Start

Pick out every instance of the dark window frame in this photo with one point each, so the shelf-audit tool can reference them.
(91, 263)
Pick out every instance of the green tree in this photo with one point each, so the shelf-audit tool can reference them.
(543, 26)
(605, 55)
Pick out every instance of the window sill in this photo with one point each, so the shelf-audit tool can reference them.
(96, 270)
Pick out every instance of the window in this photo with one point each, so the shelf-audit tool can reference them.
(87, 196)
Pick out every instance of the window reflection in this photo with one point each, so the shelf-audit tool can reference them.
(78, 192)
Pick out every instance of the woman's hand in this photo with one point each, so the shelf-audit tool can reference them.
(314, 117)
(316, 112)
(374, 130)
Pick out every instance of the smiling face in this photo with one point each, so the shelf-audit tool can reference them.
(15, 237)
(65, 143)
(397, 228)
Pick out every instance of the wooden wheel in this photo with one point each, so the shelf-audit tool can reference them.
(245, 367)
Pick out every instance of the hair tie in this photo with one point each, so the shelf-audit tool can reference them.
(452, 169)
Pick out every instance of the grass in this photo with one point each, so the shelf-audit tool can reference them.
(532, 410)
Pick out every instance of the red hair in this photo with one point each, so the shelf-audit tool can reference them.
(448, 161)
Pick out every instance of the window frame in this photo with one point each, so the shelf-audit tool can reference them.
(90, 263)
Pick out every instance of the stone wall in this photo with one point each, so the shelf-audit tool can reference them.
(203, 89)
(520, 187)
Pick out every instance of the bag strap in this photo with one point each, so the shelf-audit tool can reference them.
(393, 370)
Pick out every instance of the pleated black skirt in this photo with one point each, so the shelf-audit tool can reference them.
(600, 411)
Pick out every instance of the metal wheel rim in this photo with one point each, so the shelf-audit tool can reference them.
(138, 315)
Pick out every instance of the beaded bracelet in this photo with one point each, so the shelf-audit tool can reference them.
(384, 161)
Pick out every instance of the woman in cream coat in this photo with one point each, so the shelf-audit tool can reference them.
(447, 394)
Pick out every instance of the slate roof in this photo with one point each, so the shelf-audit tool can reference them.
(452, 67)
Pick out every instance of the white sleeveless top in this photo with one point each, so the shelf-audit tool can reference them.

End

Job -> Please rewrite all the entries above as a Markdown table with two columns, Row and Entry, putting a row number and one line in each row and skipping any blank lines.

Correct output ->
| Row | Entry |
|---|---|
| 1 | Pick out every instance of the dark window frame in this photo with one point each, so the shelf-audit tool can reference them. |
| 2 | (91, 263) |
| 3 | Pick out every instance of the green tree in this photo with one point each, so the shelf-audit tool can reference them. |
| 4 | (543, 26) |
| 5 | (605, 55) |
| 6 | Pick out every instance of the window sill in this photo with one point each, so the shelf-audit tool can reference them. |
| 7 | (96, 270) |
| 8 | Pick out every instance of the window in this photo with one point each, so the shelf-audit tool can reference them. |
| 9 | (87, 196) |
| 10 | Pick out every instance of the window reflection in this photo with one point each, so the shelf-audit tool can reference them. |
| 11 | (78, 192) |
| 12 | Pick out every instance of the woman's hand in this photo with one point each, so the shelf-audit tool can reference them. |
| 13 | (314, 117) |
| 14 | (316, 112) |
| 15 | (374, 130) |
| 16 | Pick out every instance of the smiling face in this photo with one point each, so the shelf-audit tool can reference them. |
| 17 | (15, 237) |
| 18 | (65, 143) |
| 19 | (397, 228) |
| 20 | Pick out every instance of the wooden wheel in this photo with one point each, so the shelf-audit tool can reference them. |
| 21 | (245, 367) |
| 22 | Pick out every instance of the hair tie in this photo with one point each, so the shelf-audit tool can reference them. |
| 23 | (452, 169) |
| 24 | Pick out every instance of the grass in this photo with one point each, so the shelf-audit tool can reference them. |
| 25 | (532, 410) |
| 26 | Pick out every instance of the red hair in this photo with one point each, so the shelf-audit tool can reference them. |
| 27 | (448, 161) |
| 28 | Pick out every instance of the window frame in this photo with one point each, so the shelf-audit tool can reference them. |
| 29 | (90, 263) |
| 30 | Pick out every instance of the stone wall in this photo with one point each, so the shelf-audit tool can reference them. |
| 31 | (203, 89) |
| 32 | (520, 187) |
| 33 | Pick out every instance of the bag strap in this photo with one point each, so the shelf-audit tool can reference them. |
| 34 | (393, 370) |
| 35 | Pick out every instance of the pleated black skirt in this photo with one point each, so the shelf-audit tool can reference them. |
| 36 | (600, 411) |
| 37 | Pick out every instance of the metal wheel rim in this photo with one point each, so the shelf-audit tool can reference them. |
| 38 | (138, 315) |
| 39 | Pick out every instance of the beaded bracelet in this photo with one point each, so the shelf-audit tool can reference them. |
| 40 | (384, 161) |
| 41 | Pick out every instance of the woman in cream coat in this photo with one point each, so the shelf-audit tool can reference them. |
| 42 | (447, 394) |
| 43 | Pick out every instance of the slate roof in this photo with one point each, so the shelf-audit tool can reference them. |
| 44 | (452, 67) |
| 45 | Pick out every instance of the white sleeveless top in this photo with one point each, so the shelf-audit tool can reference them. |